Copy out, unchanged, the part of the items below that begins with the line containing "wooden plank -> box" and ends with the line containing "top-left (236, 155), bottom-right (275, 171)", including both of those lines.

— begin Source records —

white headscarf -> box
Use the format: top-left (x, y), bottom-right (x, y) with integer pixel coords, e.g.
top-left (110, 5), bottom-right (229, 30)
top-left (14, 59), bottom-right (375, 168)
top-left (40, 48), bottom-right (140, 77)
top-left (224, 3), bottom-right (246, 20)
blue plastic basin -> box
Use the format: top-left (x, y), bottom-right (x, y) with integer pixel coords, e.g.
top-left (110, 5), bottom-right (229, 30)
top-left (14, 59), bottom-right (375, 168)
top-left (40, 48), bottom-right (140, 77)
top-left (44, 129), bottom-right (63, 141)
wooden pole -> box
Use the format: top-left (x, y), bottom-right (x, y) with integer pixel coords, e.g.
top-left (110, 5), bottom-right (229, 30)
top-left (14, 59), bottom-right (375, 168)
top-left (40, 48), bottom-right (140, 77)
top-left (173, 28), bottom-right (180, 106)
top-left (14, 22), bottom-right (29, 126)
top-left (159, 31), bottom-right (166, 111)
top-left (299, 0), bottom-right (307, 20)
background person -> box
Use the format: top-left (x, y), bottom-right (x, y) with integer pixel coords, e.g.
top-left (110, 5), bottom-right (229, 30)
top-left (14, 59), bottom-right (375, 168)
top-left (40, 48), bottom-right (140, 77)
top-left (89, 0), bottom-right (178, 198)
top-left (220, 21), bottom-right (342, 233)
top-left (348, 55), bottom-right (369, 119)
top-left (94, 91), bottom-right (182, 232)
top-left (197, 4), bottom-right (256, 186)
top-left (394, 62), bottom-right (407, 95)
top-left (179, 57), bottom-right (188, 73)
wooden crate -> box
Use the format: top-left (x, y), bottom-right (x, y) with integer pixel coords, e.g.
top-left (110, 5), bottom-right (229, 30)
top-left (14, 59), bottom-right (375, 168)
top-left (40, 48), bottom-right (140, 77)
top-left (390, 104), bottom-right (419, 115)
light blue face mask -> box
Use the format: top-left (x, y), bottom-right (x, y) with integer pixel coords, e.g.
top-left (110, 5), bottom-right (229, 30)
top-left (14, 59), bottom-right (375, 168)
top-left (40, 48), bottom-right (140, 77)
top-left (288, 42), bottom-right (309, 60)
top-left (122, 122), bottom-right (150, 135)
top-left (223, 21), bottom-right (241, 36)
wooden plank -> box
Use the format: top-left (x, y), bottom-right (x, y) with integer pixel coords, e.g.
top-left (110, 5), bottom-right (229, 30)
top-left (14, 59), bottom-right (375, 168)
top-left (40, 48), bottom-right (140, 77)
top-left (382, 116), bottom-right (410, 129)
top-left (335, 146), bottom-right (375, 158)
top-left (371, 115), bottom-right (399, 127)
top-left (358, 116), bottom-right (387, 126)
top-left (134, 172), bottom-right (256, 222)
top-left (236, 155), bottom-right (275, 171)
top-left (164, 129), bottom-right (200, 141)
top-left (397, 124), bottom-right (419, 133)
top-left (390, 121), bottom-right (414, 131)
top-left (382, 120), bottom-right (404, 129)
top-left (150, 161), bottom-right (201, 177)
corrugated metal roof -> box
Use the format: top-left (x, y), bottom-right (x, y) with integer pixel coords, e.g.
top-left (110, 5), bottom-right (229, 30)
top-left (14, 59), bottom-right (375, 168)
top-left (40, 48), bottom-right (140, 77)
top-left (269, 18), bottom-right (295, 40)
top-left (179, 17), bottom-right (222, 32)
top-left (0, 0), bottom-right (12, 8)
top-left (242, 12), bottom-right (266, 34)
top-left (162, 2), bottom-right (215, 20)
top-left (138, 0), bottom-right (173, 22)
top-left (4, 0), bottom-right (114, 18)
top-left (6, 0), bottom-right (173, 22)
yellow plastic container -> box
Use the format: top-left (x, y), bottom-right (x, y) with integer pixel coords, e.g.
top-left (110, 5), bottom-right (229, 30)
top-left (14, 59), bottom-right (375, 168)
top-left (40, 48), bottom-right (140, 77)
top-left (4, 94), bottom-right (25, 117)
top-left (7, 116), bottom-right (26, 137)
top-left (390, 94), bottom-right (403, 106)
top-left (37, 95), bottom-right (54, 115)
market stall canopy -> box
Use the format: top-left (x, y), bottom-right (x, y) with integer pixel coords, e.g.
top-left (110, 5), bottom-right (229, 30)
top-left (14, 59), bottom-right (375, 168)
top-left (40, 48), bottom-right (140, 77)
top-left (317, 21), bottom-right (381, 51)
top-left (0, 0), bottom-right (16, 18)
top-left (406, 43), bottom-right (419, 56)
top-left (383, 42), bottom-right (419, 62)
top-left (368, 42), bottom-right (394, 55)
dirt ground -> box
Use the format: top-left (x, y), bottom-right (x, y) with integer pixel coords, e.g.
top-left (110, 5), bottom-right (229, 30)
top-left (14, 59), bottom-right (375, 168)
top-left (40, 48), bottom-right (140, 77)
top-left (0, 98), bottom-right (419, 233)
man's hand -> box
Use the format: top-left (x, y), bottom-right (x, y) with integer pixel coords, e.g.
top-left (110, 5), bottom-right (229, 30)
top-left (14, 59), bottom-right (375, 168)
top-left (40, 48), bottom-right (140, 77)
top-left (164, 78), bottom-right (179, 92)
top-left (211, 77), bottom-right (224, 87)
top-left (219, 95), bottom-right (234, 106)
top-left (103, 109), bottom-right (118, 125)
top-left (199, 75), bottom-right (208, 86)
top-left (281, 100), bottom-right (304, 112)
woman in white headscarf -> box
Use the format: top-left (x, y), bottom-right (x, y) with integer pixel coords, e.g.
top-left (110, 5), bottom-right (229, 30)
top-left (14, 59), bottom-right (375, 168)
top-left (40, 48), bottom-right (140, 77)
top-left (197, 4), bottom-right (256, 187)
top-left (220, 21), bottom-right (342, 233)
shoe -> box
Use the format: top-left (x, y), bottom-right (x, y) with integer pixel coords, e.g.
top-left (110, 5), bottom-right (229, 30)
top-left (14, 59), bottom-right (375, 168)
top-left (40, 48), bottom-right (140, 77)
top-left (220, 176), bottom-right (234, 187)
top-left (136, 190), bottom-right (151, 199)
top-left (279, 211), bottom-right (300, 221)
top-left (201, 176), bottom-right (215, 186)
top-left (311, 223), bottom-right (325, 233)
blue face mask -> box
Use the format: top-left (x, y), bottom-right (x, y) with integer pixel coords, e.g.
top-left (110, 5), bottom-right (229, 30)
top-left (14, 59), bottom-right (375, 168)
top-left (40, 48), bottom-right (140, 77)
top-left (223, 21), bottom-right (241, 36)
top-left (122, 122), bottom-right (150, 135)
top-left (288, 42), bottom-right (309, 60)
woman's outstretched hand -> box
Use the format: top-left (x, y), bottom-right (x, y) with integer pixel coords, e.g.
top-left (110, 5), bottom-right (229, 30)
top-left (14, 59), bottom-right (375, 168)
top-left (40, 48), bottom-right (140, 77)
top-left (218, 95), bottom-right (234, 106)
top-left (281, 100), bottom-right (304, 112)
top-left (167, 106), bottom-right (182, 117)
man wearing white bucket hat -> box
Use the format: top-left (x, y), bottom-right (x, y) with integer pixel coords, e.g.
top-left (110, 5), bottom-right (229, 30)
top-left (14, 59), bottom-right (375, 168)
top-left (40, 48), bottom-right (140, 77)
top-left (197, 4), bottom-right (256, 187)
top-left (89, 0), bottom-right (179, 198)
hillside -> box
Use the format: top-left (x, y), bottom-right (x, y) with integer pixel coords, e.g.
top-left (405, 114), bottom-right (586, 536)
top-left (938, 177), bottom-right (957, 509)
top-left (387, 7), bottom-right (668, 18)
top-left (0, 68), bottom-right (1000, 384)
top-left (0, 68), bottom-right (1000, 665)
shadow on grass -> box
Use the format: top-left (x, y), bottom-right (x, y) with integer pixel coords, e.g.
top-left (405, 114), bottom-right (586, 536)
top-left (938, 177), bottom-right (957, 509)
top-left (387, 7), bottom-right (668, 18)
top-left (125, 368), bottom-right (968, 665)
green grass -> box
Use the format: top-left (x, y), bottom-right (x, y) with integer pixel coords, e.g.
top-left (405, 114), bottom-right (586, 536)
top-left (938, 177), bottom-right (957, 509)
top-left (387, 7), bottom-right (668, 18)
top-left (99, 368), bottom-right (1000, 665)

— end Source records —

Exercise solution
wooden plank -> box
Use the format: top-left (x, y), bottom-right (x, y) with integer pixel coords, e.g.
top-left (110, 5), bottom-right (229, 30)
top-left (14, 59), bottom-right (375, 168)
top-left (40, 48), bottom-right (140, 77)
top-left (382, 116), bottom-right (410, 129)
top-left (335, 146), bottom-right (375, 158)
top-left (371, 115), bottom-right (399, 127)
top-left (358, 116), bottom-right (387, 126)
top-left (134, 172), bottom-right (256, 222)
top-left (236, 155), bottom-right (275, 171)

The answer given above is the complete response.